_Te lezen fragment_:
"""

In paragraaf 4 is reeds ingegaan op de vragen en opmerkingen die vanuit de voorhang en consultatie naar voren zijn gekomen inzake de tijdelijke uitschakeling van de indexering van de vergoedingen voor de advocatuur in relatie tot de toegang tot het recht. Verwezen zij naar die paragraaf.
De leden van de SP-fractie, de CDA-fractie, de D66-fractie en de ChristenUnie-fractie van de Tweede Kamer hebben in het kader van de voorhang gevraagd het tijdelijk stopzetten van de indexering van de vergoedingen af te zetten tegen andere beroepsgroepen die tevens op de nullijn hebben gestaan. Ook de NOvA vraagt op dit punt om nadere onderbouwing. Daarnaast is door diverse advocaten en advocatenkantoren in het kader van de (internet)consultatie kritiek geuit op de uitschakeling van de indexering, alsmede de generieke verlaging van de basisvergoeding per punt (zie ten aanzien van dat laatste onderwerp tevens paragraaf 5.4).

"""

_Wat wordt gevraagd_:
(1) Welke organisatie vraagt volgens het fragment over de indexering van de advocatenvergoedingen om nadere onderbouwing?
(2) Hoe luidt de zin "Ook de NOvA vraagt op dit punt om nadere onderbouwing." uit het fragment over de advocatenvergoedingen in het Engels?
(3) Pak de tekst over het stopzetten van de indexering van de advocatenvergoedingen op na de laatste zin en schrijf hem verder.
De gegevens spelen hier geen enkele rol.

_Vermelde gegevens_:
"""

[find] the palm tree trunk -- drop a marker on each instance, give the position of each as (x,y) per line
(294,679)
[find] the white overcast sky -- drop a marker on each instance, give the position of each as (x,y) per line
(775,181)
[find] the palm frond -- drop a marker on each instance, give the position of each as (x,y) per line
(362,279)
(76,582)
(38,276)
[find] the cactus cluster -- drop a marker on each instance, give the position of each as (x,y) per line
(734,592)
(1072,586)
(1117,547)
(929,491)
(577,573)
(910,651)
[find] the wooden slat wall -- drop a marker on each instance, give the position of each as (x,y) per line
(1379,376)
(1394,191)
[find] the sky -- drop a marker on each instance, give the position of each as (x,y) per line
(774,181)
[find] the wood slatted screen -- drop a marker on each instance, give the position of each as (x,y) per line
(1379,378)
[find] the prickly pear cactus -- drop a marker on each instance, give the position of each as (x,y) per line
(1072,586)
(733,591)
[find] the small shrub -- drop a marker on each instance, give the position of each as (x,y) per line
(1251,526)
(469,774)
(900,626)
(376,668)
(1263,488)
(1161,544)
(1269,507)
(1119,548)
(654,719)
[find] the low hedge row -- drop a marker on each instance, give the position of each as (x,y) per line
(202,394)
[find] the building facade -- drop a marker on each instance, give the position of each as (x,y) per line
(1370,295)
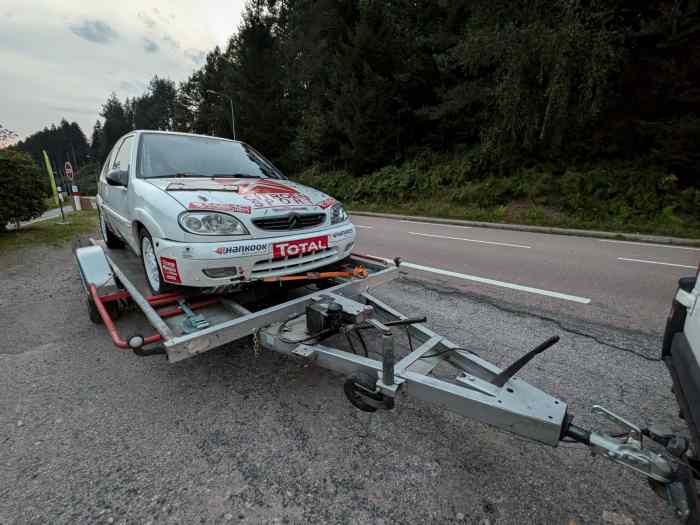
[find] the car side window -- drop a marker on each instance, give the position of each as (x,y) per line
(121,159)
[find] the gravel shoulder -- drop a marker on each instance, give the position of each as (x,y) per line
(92,434)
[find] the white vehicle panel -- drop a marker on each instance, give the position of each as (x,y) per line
(307,239)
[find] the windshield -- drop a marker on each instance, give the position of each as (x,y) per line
(163,155)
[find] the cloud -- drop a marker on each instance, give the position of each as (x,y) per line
(94,31)
(149,45)
(196,56)
(132,87)
(146,19)
(171,41)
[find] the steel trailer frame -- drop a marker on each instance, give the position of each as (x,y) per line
(480,390)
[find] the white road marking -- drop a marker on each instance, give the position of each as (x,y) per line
(652,245)
(657,262)
(471,240)
(424,223)
(493,282)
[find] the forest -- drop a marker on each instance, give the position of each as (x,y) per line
(582,113)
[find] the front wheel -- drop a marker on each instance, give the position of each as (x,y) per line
(154,277)
(111,240)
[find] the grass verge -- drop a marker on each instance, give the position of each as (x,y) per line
(51,232)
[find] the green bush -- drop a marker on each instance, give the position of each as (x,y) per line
(618,196)
(22,188)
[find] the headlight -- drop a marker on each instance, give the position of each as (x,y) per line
(338,214)
(211,223)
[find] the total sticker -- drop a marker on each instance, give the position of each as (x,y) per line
(300,247)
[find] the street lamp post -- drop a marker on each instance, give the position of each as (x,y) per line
(233,119)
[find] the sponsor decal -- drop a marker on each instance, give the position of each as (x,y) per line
(300,247)
(170,271)
(243,250)
(270,194)
(343,233)
(327,203)
(213,206)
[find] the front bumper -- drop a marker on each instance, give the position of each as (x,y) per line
(187,264)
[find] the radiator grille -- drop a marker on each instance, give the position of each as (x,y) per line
(292,221)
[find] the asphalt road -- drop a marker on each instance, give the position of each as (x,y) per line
(90,434)
(617,283)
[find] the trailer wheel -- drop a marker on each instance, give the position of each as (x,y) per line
(360,391)
(92,312)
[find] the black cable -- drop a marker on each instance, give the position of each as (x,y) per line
(362,342)
(447,350)
(312,336)
(352,346)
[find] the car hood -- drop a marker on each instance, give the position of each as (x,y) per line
(244,197)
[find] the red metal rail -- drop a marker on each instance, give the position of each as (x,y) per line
(154,300)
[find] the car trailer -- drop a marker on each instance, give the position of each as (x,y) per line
(294,316)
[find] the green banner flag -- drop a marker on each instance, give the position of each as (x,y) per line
(53,181)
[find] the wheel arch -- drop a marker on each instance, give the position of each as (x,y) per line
(143,220)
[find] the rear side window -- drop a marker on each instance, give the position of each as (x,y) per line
(121,160)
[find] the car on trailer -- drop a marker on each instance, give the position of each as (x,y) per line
(213,213)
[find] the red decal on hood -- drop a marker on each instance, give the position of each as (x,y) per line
(264,186)
(215,206)
(300,247)
(327,203)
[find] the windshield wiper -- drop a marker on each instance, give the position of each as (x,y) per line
(235,176)
(180,175)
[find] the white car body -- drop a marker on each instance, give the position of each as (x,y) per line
(183,257)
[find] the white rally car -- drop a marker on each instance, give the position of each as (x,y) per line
(208,212)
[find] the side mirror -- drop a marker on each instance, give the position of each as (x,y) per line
(118,177)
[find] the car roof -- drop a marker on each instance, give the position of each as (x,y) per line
(143,131)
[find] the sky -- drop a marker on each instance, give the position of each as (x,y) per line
(62,58)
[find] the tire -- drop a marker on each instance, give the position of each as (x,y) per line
(111,240)
(149,261)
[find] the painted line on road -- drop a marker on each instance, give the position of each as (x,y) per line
(657,262)
(471,240)
(437,224)
(493,282)
(652,245)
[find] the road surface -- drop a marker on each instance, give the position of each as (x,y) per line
(608,282)
(91,434)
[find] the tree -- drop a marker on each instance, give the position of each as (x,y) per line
(65,142)
(22,188)
(156,108)
(116,124)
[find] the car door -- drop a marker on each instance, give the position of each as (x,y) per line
(117,197)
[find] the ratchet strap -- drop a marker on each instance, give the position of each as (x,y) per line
(359,272)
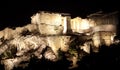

"""

_Antwoorden_:
(1) De NOvA.

(2) The NOvA also asks for further substantiation on this point.

(3)
In reactie daarop zij opgemerkt dat een groot deel van het overheidspersoneel de afgelopen jaren op de nullijn heeft gestaan, waaronder de Rijksambtenaren. Ook de beroepsgroepen die op grond van het Besluit tarieven in strafzaken hun vergoeding ontvangen (psychiaters en psychologen, tolken en vertalers) staan sinds enkele jaren op de nullijn. Voor wat betreft de vergoedingen die rechtsbijstandverleners in het kader van gesubsidieerde rechtsbijstand ontvangen, wordt hierbij aangesloten.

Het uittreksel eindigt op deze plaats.